[Passage given]
____

Credit Collection Policy & Preventing Bad Debt

Credit Collection Policy & Preventing Bad Debt

Collection Prevention Part 4

Benjamin Franklin - An ounce of prevention quote

Well, here we are.  I promised to discuss your credit collection policy in the first email in this series.  I saved it for the end (almost) because I know it’s boring, and you almost certainly think it doesn’t apply to you.  But it’s important if you’re serious about preventing bad debt, and it’s not that big of a deal.

RoadmapThink of a credit policy as a roadmap for your financial decisions. By setting these guidelines in advance, you can avoid making hasty choices during critical moments, such as a major sale or a cash flow crisis.

Why You Need a Credit Policy

Even if you think you don’t.

Reduction of Bad Debts: A structured policy, if implemented, not only  helps identify potential credit risks early but also empowers you to take necessary actions to mitigate them. This proactive approach significantly reduces the likelihood of non-payment and bad debts, which can otherwise severely impact the financial health of your business, regardless of its size.

For a more detailed understanding of why a credit policy is essential and how to create one, I encourage you to take these two steps:

  1. Finish reading this article
  2. Download this resource – How to Create Your Credit Policy Step-by-Step.

More Reasons You Need a Credit Policy

Just in case you aren’t convinced here are a few more reasons for your to consider.

Cash Flow Management: Consistent cash flow is critical for a small business’s operations. A credit collection policy helps ensure timely payments, reducing the risk of cash flow disruptions that can affect the ability to pay bills, purchase inventory, and meet payroll.

Customer Relationship Management: A transparent and fair credit collection policy is not just about money; it’s about maintaining positive customer relationships. It sets clear expectations for payment terms and procedures, helping to avoid misunderstandings and disputes over payments. Clear expectations foster trust and goodwill with your clients, making them feel valued and respected.

____

[Dataset]
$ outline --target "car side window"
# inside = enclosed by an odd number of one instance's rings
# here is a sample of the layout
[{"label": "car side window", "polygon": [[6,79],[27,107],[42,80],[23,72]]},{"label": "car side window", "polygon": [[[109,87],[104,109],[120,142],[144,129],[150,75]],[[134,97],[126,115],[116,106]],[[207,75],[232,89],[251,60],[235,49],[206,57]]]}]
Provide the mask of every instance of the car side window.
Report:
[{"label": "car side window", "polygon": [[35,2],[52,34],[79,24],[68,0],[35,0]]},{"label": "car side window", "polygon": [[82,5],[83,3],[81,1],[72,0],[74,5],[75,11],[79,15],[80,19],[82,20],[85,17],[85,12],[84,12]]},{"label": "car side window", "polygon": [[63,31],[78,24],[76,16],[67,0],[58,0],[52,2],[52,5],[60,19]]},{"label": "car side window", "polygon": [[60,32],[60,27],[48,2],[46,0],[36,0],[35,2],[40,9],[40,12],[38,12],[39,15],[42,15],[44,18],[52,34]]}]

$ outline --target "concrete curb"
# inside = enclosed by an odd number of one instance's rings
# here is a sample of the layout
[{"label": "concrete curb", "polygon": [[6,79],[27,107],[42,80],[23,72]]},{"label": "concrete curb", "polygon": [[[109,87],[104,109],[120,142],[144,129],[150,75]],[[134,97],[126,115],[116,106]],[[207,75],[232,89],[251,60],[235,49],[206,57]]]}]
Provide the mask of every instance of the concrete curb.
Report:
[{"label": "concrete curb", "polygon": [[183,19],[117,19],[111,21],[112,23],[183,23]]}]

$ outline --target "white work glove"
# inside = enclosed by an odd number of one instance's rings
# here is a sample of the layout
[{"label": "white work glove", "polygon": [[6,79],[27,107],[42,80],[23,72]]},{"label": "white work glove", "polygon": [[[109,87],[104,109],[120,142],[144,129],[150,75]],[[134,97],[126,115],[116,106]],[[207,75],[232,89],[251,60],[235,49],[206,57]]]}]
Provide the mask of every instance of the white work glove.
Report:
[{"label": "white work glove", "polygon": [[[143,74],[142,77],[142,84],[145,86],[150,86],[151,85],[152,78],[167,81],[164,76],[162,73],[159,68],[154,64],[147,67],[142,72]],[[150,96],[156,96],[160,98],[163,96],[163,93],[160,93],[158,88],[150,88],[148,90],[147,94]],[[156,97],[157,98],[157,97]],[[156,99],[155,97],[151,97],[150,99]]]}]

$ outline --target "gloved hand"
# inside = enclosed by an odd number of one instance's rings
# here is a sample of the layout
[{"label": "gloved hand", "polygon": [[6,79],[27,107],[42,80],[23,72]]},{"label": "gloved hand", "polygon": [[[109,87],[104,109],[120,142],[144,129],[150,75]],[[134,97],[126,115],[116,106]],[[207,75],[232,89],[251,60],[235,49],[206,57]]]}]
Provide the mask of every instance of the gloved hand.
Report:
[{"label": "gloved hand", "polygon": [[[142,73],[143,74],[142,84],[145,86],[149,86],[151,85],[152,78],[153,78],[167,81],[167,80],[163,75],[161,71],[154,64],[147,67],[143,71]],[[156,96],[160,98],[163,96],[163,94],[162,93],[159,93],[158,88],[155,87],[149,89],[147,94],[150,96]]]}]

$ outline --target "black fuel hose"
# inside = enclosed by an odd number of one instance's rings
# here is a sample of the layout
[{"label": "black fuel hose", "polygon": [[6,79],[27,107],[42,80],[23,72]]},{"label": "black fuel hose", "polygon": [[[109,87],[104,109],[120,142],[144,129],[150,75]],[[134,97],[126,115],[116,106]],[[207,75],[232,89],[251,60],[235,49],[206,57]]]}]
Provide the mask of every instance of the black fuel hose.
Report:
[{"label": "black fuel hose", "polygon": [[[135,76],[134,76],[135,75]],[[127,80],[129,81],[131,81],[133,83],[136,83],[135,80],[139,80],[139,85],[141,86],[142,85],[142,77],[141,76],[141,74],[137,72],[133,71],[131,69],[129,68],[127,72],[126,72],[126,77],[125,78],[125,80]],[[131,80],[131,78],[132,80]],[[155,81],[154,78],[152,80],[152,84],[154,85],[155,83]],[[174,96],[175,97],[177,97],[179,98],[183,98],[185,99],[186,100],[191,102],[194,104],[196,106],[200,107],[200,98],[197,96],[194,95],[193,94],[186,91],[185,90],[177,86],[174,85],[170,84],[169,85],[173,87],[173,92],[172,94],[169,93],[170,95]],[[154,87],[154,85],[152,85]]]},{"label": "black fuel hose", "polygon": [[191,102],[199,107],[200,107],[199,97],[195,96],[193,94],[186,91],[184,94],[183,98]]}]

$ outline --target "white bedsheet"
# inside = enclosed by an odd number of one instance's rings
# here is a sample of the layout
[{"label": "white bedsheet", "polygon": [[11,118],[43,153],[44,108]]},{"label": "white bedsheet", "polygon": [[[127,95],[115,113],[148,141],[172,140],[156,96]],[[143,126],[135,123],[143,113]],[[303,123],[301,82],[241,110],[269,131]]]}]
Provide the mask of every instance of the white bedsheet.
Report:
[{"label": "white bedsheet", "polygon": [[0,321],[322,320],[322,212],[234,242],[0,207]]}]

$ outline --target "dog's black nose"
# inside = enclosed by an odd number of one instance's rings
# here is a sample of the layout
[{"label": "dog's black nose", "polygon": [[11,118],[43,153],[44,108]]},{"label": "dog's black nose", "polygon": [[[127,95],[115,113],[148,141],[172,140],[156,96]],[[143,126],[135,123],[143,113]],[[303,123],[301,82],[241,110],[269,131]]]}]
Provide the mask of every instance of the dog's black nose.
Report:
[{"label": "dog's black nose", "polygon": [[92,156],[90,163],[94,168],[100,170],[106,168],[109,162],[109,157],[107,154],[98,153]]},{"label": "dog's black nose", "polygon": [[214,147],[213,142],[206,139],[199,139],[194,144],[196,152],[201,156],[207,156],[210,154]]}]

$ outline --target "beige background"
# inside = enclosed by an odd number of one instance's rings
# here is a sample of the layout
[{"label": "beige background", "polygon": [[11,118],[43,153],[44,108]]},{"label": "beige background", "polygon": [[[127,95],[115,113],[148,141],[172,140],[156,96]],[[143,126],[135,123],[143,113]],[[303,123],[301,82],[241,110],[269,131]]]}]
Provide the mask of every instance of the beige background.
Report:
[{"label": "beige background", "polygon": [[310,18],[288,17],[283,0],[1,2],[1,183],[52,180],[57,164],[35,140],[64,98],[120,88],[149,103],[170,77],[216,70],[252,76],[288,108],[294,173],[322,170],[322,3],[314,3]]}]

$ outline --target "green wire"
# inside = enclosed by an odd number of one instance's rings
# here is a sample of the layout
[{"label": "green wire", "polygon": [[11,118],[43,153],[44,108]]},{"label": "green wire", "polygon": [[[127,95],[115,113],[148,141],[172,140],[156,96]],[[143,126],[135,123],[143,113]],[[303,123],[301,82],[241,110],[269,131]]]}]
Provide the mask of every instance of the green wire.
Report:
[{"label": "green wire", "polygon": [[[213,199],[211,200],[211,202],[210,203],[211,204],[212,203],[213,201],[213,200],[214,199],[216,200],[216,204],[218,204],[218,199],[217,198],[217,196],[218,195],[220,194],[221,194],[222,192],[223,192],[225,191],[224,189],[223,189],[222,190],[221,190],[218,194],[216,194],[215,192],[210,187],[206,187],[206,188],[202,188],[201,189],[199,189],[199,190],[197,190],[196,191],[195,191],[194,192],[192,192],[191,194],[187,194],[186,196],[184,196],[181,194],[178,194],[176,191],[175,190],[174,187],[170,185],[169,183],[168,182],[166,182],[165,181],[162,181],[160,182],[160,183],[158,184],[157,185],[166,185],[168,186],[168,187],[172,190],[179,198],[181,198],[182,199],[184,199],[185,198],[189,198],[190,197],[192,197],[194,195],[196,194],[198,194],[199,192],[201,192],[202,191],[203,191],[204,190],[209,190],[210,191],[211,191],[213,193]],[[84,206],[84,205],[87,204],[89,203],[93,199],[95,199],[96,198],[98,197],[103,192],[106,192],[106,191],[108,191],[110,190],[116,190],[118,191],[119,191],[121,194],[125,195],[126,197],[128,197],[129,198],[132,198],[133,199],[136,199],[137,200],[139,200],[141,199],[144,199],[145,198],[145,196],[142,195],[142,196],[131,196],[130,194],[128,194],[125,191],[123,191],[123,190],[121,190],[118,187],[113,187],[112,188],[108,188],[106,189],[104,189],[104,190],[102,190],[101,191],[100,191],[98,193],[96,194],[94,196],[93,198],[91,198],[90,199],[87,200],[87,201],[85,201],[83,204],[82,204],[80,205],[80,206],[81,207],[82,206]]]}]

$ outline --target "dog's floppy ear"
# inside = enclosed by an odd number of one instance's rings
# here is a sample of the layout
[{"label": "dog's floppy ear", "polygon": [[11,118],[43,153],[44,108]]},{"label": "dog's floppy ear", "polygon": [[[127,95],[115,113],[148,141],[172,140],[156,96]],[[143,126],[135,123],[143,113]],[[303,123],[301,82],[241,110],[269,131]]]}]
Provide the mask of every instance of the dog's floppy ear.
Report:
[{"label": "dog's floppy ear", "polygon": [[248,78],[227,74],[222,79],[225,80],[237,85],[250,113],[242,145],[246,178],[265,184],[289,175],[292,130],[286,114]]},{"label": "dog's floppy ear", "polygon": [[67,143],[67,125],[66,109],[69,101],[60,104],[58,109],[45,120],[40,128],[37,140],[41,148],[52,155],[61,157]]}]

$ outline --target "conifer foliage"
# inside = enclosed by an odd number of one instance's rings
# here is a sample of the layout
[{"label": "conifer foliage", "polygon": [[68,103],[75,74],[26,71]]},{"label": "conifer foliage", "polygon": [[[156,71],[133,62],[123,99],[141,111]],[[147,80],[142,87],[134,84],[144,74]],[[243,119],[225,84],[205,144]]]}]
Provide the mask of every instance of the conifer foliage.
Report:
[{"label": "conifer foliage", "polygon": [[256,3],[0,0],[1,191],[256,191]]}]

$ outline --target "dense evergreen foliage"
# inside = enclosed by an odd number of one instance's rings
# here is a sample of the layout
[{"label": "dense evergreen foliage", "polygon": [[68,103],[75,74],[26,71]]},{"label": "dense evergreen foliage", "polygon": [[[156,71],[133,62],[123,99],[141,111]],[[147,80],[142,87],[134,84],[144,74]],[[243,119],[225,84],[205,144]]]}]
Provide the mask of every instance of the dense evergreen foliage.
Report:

____

[Parts of the exercise]
[a] Pick out each line in the entries above that contains the string "evergreen", and copy those lines.
[b] Carry on the article about credit collection policy, starting after its final sentence.

[Answers by task]
[a]
$ outline --target "dense evergreen foliage"
[{"label": "dense evergreen foliage", "polygon": [[68,103],[75,74],[26,71]]},{"label": "dense evergreen foliage", "polygon": [[[156,71],[133,62],[123,99],[141,111]],[[147,80],[142,87],[134,84],[144,74]],[[243,119],[225,84],[205,144]]]}]
Provide the mask of every instance of the dense evergreen foliage.

[b]
Credit Risk Assessment: Your credit policy is your guide in evaluating customers’ creditworthiness before extending credit. By setting specific criteria for credit approvals, you can confidently minimize the risk of extending credit to customers who may be unable to pay, ensuring your business’s financial stability.

Legal Protection: If your credit policy includes terms and conditions that comply with legal requirements, it could protect your business should litigation become necessary.

Professionalism: A formal policy enhances a business’s professionalism. It shows that the business is serious about its financial practices, which can build trust with customers and suppliers.

Monitoring and Reporting: A well-written credit policy facilitates regular tracking and reporting of outstanding accounts receivable. Monitoring your accounts receivable helps identify late invoices early, allowing you to take corrective actions promptly.

Seems obvious enough right?  And yet, most of the small business owners I’ve worked with don’t have one. It really doesn’t have to be a big deal, a simple 1 page document outlining your Credit Collection Policies and what you’ll do with past due invoices – and, very important, when you’ll do it – will suffice.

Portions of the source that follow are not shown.